=== EXERCISE PROMPT ===
Rewrite everything from the line containing "In the photo above, where can the stone pedestal" down to the line containing "column 196, row 591", replacing "street lamp post" with "lamp standard" and leaving everything else unchanged.

[Stored entries]
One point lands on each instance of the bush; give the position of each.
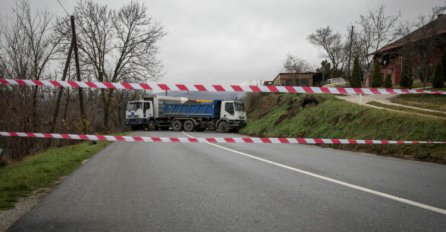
(356, 75)
(388, 81)
(437, 81)
(406, 74)
(377, 80)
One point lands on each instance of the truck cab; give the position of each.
(233, 113)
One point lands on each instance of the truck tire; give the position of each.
(188, 125)
(223, 127)
(177, 125)
(151, 126)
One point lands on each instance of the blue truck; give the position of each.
(159, 112)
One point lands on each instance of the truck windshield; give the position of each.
(239, 106)
(133, 106)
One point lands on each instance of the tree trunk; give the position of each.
(106, 99)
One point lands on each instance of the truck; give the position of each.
(164, 112)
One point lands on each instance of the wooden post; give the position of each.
(78, 75)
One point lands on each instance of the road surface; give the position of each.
(242, 187)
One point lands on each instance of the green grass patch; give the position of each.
(406, 109)
(427, 101)
(42, 170)
(323, 116)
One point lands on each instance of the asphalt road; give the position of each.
(242, 187)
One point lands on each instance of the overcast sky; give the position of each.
(235, 41)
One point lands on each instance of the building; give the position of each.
(296, 79)
(423, 47)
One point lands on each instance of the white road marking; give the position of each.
(381, 194)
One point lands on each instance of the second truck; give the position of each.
(163, 112)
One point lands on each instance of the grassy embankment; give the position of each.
(407, 109)
(428, 101)
(322, 116)
(42, 170)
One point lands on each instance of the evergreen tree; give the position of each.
(406, 74)
(443, 64)
(437, 81)
(377, 80)
(355, 82)
(388, 81)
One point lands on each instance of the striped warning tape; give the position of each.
(153, 139)
(211, 88)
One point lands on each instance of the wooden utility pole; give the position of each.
(59, 95)
(78, 75)
(350, 54)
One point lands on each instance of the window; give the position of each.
(229, 107)
(133, 106)
(146, 106)
(239, 106)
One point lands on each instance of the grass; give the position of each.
(322, 116)
(42, 170)
(406, 109)
(428, 101)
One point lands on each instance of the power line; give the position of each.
(63, 7)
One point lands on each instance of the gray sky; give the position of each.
(235, 41)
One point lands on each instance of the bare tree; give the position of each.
(294, 64)
(332, 45)
(117, 45)
(27, 47)
(375, 30)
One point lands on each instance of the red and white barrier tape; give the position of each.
(211, 140)
(211, 88)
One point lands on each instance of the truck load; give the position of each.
(158, 112)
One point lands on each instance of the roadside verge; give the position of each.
(25, 182)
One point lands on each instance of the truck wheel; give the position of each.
(188, 125)
(151, 125)
(223, 127)
(177, 125)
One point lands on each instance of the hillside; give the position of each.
(322, 116)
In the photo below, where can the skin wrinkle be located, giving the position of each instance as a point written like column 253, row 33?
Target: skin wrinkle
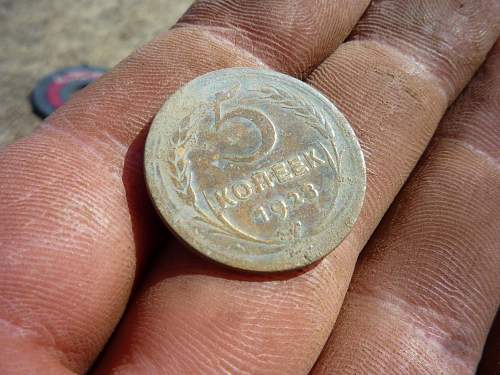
column 457, row 287
column 125, row 124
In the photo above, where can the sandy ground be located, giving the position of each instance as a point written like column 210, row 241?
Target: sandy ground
column 39, row 36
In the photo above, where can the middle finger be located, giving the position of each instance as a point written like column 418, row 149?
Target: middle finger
column 393, row 81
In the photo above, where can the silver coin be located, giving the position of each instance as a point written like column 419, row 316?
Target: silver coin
column 255, row 169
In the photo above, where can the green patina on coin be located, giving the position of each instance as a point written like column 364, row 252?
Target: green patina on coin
column 255, row 169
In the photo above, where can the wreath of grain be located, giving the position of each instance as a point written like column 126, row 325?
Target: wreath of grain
column 304, row 109
column 178, row 167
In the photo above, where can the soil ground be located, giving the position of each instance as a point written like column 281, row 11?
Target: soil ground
column 40, row 36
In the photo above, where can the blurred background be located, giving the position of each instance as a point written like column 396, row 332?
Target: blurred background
column 38, row 37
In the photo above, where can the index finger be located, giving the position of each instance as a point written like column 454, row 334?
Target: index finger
column 75, row 219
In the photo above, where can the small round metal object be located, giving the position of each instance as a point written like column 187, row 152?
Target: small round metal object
column 255, row 170
column 53, row 90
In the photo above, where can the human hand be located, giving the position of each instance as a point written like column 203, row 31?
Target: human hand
column 78, row 232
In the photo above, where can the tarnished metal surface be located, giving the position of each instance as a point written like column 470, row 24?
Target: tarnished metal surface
column 255, row 169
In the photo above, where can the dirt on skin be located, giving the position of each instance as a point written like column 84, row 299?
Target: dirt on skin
column 40, row 36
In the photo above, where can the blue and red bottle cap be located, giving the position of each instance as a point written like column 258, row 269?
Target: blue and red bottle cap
column 53, row 90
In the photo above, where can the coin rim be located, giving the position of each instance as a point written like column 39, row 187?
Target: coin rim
column 240, row 263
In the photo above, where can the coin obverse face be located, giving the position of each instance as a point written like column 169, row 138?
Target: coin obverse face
column 255, row 169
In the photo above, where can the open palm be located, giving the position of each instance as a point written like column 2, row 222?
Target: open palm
column 80, row 241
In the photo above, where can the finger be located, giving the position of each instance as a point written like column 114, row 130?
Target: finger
column 490, row 361
column 427, row 287
column 75, row 221
column 194, row 317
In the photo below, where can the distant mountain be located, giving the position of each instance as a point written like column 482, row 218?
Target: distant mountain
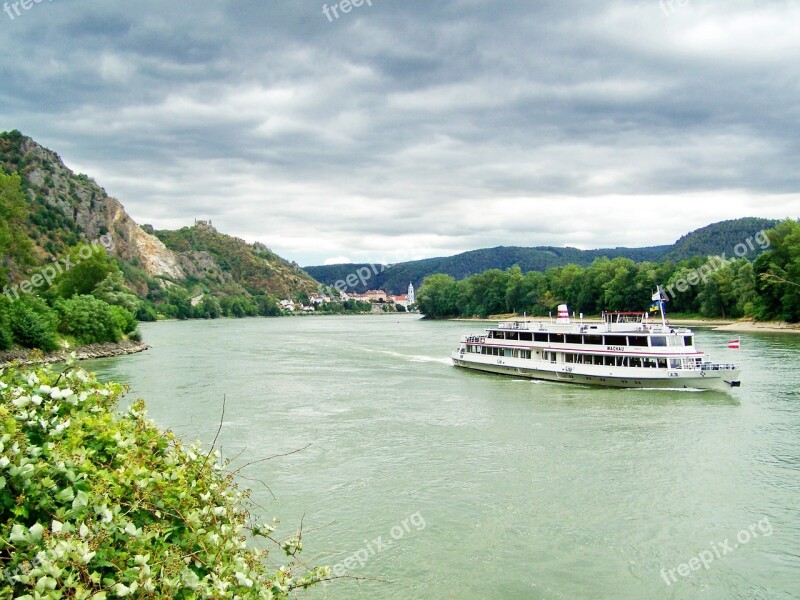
column 66, row 209
column 717, row 238
column 221, row 261
column 713, row 239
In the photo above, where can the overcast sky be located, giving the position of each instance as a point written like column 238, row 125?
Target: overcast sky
column 410, row 129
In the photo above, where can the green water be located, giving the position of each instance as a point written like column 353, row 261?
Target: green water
column 491, row 487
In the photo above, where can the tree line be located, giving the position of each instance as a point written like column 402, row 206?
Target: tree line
column 766, row 288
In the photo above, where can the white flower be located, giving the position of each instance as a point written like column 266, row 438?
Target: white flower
column 243, row 580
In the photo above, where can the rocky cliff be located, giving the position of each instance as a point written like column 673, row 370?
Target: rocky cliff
column 68, row 208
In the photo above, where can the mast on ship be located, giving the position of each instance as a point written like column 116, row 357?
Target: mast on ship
column 662, row 301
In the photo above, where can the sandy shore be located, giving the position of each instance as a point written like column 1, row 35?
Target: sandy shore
column 756, row 327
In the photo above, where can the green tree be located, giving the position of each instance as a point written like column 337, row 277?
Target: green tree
column 6, row 337
column 113, row 290
column 101, row 503
column 777, row 275
column 87, row 266
column 90, row 320
column 438, row 296
column 33, row 323
column 208, row 308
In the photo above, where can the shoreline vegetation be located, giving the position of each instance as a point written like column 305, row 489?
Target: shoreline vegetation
column 27, row 357
column 100, row 503
column 750, row 294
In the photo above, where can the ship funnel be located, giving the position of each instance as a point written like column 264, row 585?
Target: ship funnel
column 563, row 313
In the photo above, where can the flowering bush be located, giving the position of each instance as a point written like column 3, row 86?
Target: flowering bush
column 96, row 504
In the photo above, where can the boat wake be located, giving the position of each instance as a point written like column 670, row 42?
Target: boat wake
column 416, row 357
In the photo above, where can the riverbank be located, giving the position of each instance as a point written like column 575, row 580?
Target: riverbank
column 715, row 324
column 28, row 357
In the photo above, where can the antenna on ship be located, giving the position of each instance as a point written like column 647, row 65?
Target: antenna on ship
column 662, row 301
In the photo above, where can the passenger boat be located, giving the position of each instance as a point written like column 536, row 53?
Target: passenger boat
column 623, row 349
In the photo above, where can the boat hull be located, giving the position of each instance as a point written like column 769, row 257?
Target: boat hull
column 720, row 380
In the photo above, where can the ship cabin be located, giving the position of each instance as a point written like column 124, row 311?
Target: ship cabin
column 619, row 339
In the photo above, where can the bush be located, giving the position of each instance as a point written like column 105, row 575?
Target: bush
column 96, row 505
column 33, row 324
column 6, row 338
column 90, row 320
column 124, row 319
column 146, row 313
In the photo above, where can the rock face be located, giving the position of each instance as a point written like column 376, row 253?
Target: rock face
column 93, row 212
column 68, row 208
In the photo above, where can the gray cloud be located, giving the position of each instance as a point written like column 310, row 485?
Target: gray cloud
column 406, row 129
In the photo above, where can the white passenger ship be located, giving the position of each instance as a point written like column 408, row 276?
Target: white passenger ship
column 624, row 349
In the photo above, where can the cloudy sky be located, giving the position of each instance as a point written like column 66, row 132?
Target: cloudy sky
column 410, row 129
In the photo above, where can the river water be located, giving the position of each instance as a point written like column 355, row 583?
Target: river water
column 446, row 483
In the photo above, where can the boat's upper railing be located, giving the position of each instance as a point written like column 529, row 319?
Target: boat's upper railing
column 625, row 317
column 719, row 367
column 514, row 325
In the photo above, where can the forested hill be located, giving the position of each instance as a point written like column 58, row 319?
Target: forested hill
column 717, row 238
column 711, row 240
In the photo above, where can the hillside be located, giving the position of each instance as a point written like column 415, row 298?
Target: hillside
column 710, row 240
column 716, row 238
column 220, row 261
column 65, row 209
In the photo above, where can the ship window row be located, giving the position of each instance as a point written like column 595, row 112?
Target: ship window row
column 638, row 362
column 641, row 341
column 505, row 352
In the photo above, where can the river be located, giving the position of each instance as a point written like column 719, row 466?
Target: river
column 444, row 483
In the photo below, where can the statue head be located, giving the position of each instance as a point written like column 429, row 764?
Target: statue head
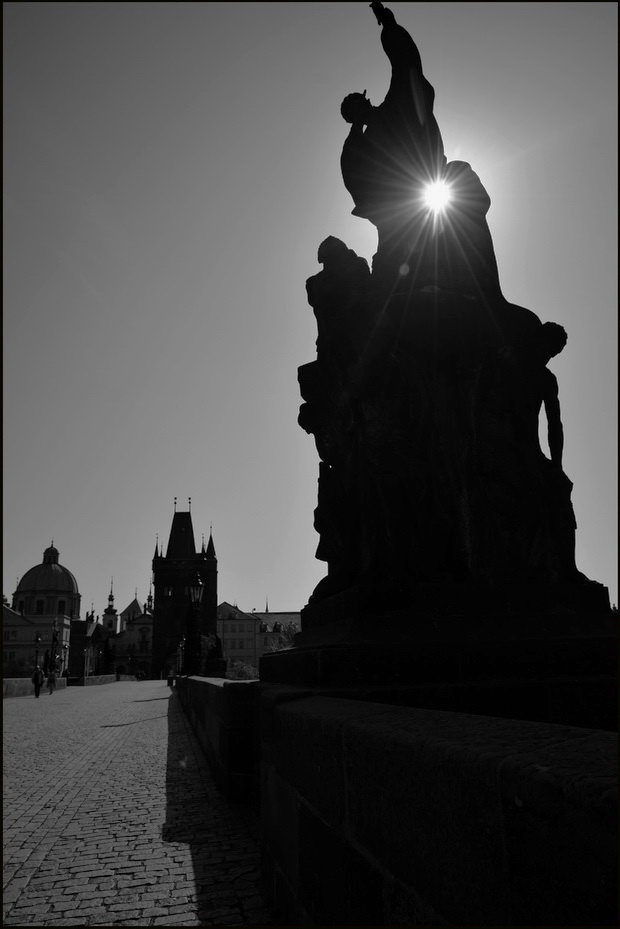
column 332, row 251
column 553, row 338
column 356, row 109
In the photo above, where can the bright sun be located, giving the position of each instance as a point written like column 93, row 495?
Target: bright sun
column 436, row 196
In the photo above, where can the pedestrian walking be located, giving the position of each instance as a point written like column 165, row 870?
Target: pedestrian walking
column 37, row 679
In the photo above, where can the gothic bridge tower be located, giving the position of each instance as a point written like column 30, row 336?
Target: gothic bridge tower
column 173, row 575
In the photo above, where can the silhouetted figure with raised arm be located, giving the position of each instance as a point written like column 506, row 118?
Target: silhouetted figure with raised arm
column 395, row 149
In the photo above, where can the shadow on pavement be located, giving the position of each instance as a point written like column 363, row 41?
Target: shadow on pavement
column 223, row 836
column 136, row 722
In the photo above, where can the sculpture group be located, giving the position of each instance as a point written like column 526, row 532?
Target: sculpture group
column 425, row 397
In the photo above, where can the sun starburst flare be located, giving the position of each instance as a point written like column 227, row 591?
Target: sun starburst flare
column 437, row 196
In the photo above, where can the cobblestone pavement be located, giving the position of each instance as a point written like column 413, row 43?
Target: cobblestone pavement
column 112, row 818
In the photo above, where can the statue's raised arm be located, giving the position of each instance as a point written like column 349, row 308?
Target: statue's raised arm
column 393, row 150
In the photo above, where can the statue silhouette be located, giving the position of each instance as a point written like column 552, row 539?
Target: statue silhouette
column 395, row 149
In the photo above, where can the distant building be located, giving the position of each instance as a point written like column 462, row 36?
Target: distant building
column 173, row 576
column 92, row 647
column 247, row 636
column 133, row 646
column 45, row 604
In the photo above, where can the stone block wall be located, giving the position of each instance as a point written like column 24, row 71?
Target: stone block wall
column 224, row 716
column 375, row 814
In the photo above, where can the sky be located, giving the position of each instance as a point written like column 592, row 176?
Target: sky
column 170, row 170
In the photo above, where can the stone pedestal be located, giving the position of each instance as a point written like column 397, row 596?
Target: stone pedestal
column 543, row 653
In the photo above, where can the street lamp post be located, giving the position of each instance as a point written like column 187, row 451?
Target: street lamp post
column 53, row 655
column 182, row 655
column 196, row 591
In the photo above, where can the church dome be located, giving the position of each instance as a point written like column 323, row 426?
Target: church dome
column 48, row 576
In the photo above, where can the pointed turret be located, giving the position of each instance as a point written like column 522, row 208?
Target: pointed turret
column 210, row 553
column 181, row 542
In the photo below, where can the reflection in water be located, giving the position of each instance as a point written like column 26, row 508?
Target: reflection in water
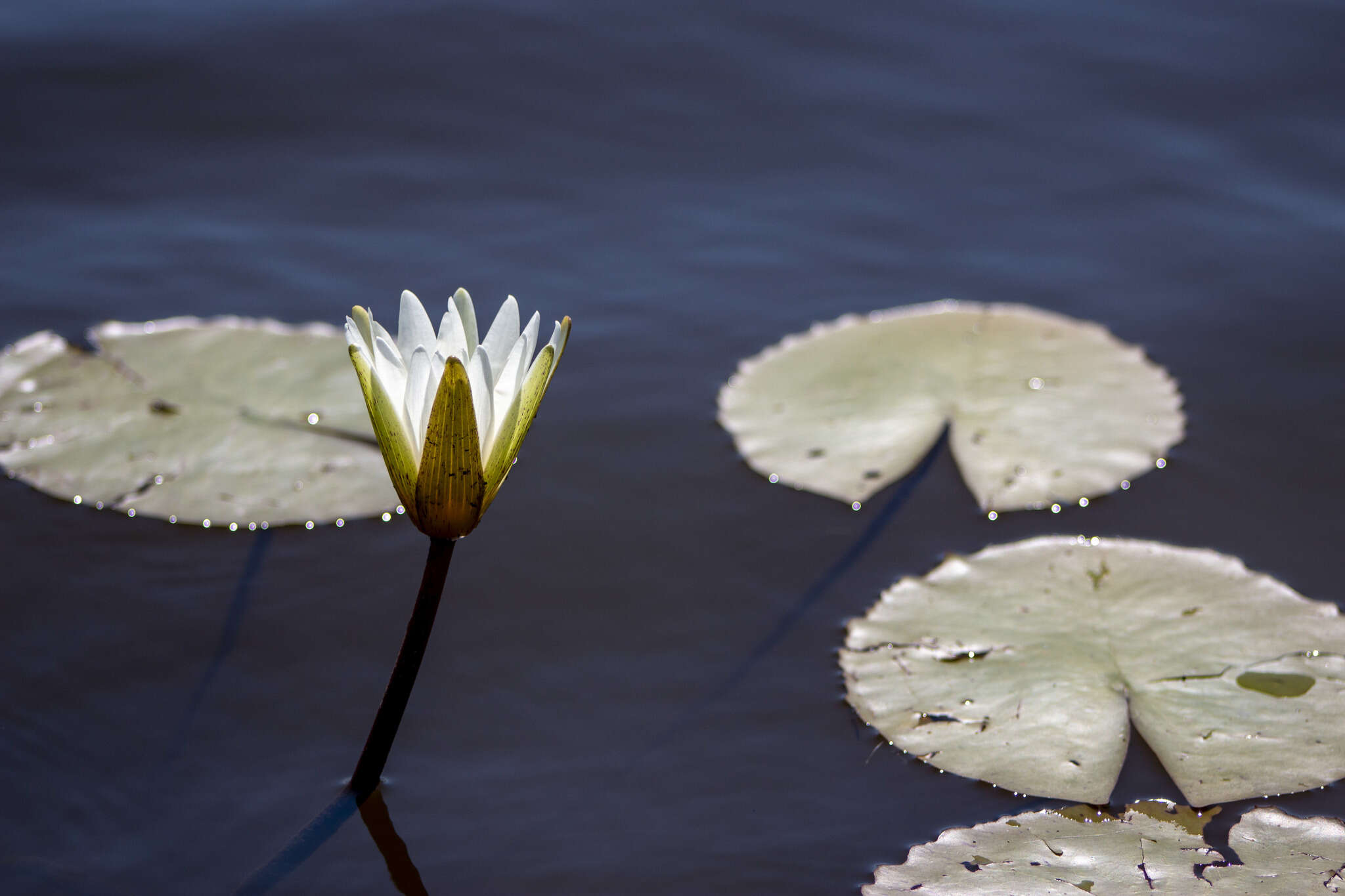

=== EXPECTED ANSWER ===
In the photo above, where can the stone pedestal be located, giving the position of each instance as a point written like column 397, row 596?
Target: stone pedestal
column 543, row 653
In the photo above, where can the lamp standard be located, giving the position of each instance as a point written like column 187, row 451?
Target: lamp standard
column 53, row 655
column 182, row 655
column 196, row 591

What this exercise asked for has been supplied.